Text segment:
Every day, people all over the world unwittingly release a flood of data on what drugs they are taking and what illnesses they are battling, simply by going to the bathroom and flushing.
And according to an article in Chemical & Engineering News (C&EN), the weekly newsmagazine of the American Chemical Society, researchers aren't letting all of that information go to waste.
Senior Correspondent Celia Henry Arnaud explains that wastes entering treatment plants are a rich source of information about a population.
"As the children’s book reminds us, everyone poops. They pee too. Then they flush all that solid and liquid waste down the toilet to the sewer system, where it joins everybody else’s waste and wends its way to a wastewater treatment plant," says Arnaud.
"Because all that excrement contains chemical remnants of the food people ate, the cigarettes they smoked, and the medications they took, the wastewater treatment plant is a rich source of information about the health of the population it serves," she adds.
In the 1990s, researchers started realising the potential of this overlooked treasure trove and began analysing wastes for illicit drugs.

Required work:
a. List the three things whose chemical remnants, according to the passage on wastewater analysis, end up in excrement.
b. In the passage on wastewater analysis, what kind of publication is Chemical & Engineering News?
c. Extend the passage on wastewater analysis by writing what comes next after its final sentence.

Exercise data:

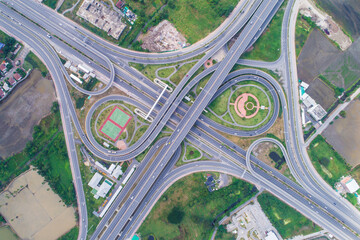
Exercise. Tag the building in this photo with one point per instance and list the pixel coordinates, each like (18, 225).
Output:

Answers to this exercise:
a. The food people ate, the cigarettes they smoked, and the medications they took.

b. It is the weekly newsmagazine of the American Chemical Society.

c.
These wastewater-based epidemiologists found that these analyses could back up or even improve estimates of drug use obtained by conventional methods. That's at least partially because unlike people filling out a questionnaire, wastewater samples don't lie.
Now, researchers are going beyond illegal drugs, monitoring many other substances. Some are looking for evidence of consumption of legal lifestyle compounds, such as nicotine and caffeine.
Others are searching for compounds that could indicate human exposure to pesticides or plasticizers. But the future of wastewater-based epidemiology might lie in health studies that attempt to describe the health of a population and thereby serve as an early warning system to alert officials of burgeoning epidemics.